RECORDS SUPPLIED —
--

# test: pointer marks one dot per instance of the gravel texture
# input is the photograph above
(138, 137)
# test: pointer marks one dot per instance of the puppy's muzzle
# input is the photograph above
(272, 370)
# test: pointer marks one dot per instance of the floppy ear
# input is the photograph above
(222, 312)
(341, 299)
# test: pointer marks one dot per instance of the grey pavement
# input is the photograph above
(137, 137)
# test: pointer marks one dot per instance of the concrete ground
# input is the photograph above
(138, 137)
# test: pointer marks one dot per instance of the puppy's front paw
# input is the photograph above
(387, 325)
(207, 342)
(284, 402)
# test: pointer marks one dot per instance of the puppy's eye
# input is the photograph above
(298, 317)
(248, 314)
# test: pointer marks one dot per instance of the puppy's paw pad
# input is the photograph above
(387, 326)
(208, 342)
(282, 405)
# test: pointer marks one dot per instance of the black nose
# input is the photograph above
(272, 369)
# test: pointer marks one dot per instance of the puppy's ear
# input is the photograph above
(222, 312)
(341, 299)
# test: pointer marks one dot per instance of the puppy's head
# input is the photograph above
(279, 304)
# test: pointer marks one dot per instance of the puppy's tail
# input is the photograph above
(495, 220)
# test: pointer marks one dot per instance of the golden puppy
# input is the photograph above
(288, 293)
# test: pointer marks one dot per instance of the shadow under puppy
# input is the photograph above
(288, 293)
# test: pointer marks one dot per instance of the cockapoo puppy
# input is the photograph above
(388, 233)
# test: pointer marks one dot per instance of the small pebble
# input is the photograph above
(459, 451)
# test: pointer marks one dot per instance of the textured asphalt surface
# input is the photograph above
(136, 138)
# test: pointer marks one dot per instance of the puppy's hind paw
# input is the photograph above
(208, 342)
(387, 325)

--

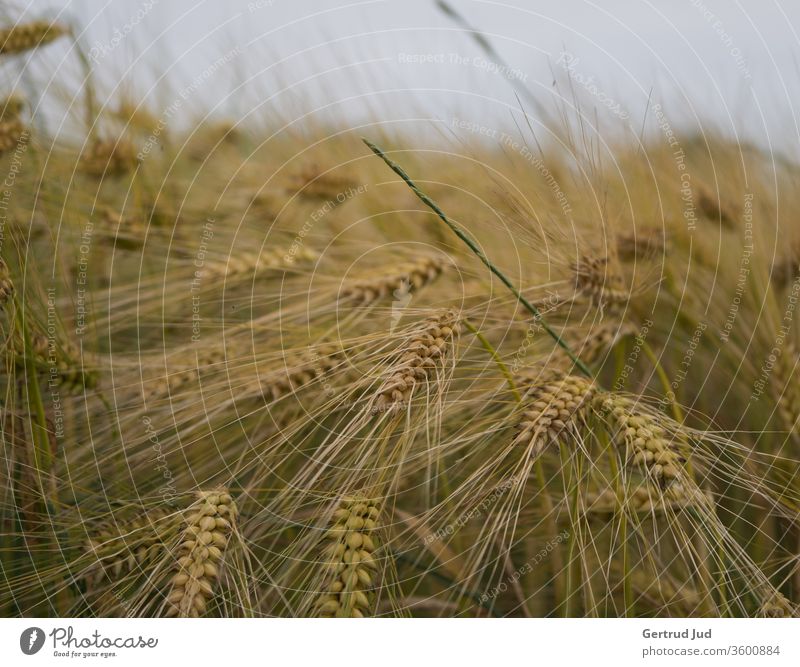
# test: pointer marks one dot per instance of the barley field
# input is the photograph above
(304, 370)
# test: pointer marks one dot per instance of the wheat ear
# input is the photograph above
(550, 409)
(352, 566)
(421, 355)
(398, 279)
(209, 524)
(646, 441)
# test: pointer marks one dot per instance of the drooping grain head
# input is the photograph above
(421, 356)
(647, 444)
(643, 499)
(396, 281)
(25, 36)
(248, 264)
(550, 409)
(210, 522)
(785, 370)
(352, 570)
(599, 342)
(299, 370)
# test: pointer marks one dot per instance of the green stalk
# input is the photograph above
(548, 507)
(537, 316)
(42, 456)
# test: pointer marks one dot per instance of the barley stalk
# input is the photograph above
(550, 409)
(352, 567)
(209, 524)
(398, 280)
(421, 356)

--

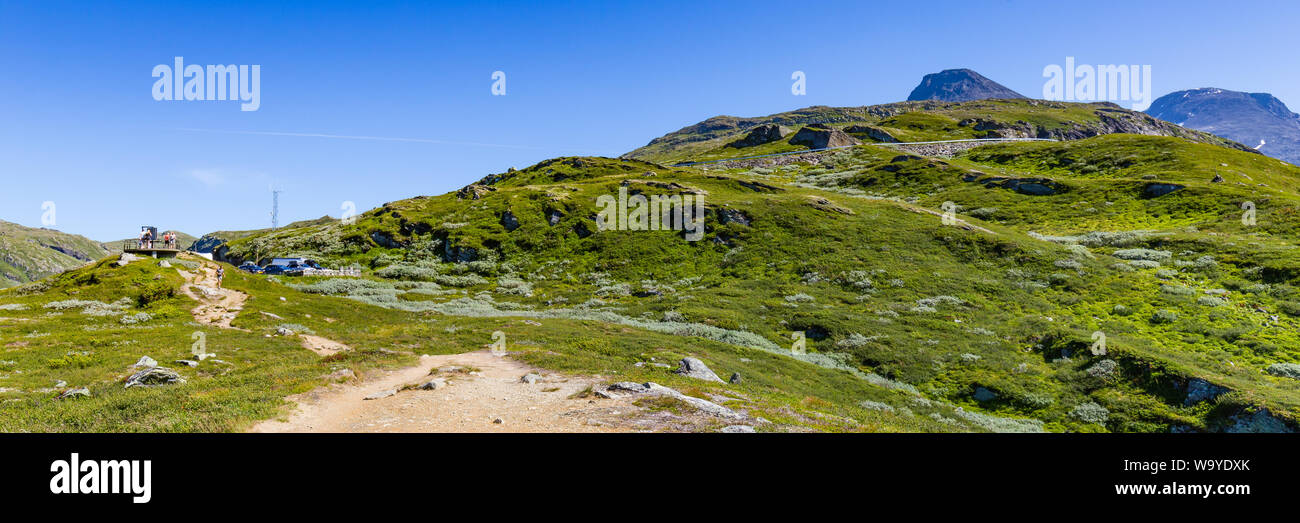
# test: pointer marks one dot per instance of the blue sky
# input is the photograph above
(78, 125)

--

YOUR TASK — How many lines in the records above contain the string "barley"? Give only the number.

EXERCISE SOLUTION — 2